_Textauszug_
⁂

Die von Prof. Albert Kligman propagierte Korneotherapie basiert auf ähnlichen Überlegungen. Ein wichtiges Ziel dabei ist es, den Feuchtigkeits und Fetthaushalt der Hornschicht individuell ins Gleichwicht zu bringen. Nachfolgend sollen auch die betroffenen tieferen Hautschichten davon profitieren und sich regenerieren können. Topische Arzneimittel und ihre Nebenwirkungen lassen sich dadurch reduzieren oder werden unter Umständen ganz überflüssig. Die Grundsätze der Korneotherapie lassen sich in der Kosmetik hervorragend für die unterstützende Prävention in der beschwerdefreien Zeit nutzen. Messtechnisch kann man die Feuchtewerte der Haut mit der Korneometrie, die oberflächlichen Lipide mit der Sebumetrie und der TEWL mit der Tewametrie verfolgen. Um die Hautfeuchte zu erhöhen, haben sich NMF-Substanzen wie Aminosäuren, Harnstoff und Glycerin bewährt. Zusammen mit Liposomen lassen sie sich gut innerhalb der Hornschicht verteilen. In Nanopartikeln gelöstes Nachtkerzenöl kann ebenfalls hilfreich sein, wenn durch den oben beschriebenen Enzymdefekt ein Defizit an Gamma-Linolensäure vorliegt. Nanopartikel und Liposomen setzen darüber hinaus aufgrund ihres Gehaltes an Phosphatidylcholin kontinuierlich Linolsäure frei, die in das körpereigene Ceramid I eingebaut wird und so die Barriereschichten zu stabilisieren hilft. Harnstoff mildert den Juckreiz. Alle Wirkstoffe sollten zweckmäßig in Kombination mit einer membranstoffhaltigen Creme angewandt werden.

⁂

_Datensatz_
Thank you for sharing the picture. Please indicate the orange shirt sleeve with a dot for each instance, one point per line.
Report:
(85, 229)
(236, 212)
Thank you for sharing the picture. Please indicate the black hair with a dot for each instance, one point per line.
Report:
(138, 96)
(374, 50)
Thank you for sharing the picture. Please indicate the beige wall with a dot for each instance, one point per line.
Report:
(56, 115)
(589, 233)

⁂

_Aufgabe 1_
Geben Sie an, mit welchem Messverfahren sich laut dem Textauszug die oberflächlichen Lipide der Haut verfolgen lassen.
_Aufgabe 2_
Nennen Sie alle NMF-Substanzen, die sich laut dem Textauszug zur Erhöhung der Hautfeuchte bewährt haben.

_Lösung 1_
Mit der Sebumetrie.

_Lösung 2_
Aminosäuren, Harnstoff, Glycerin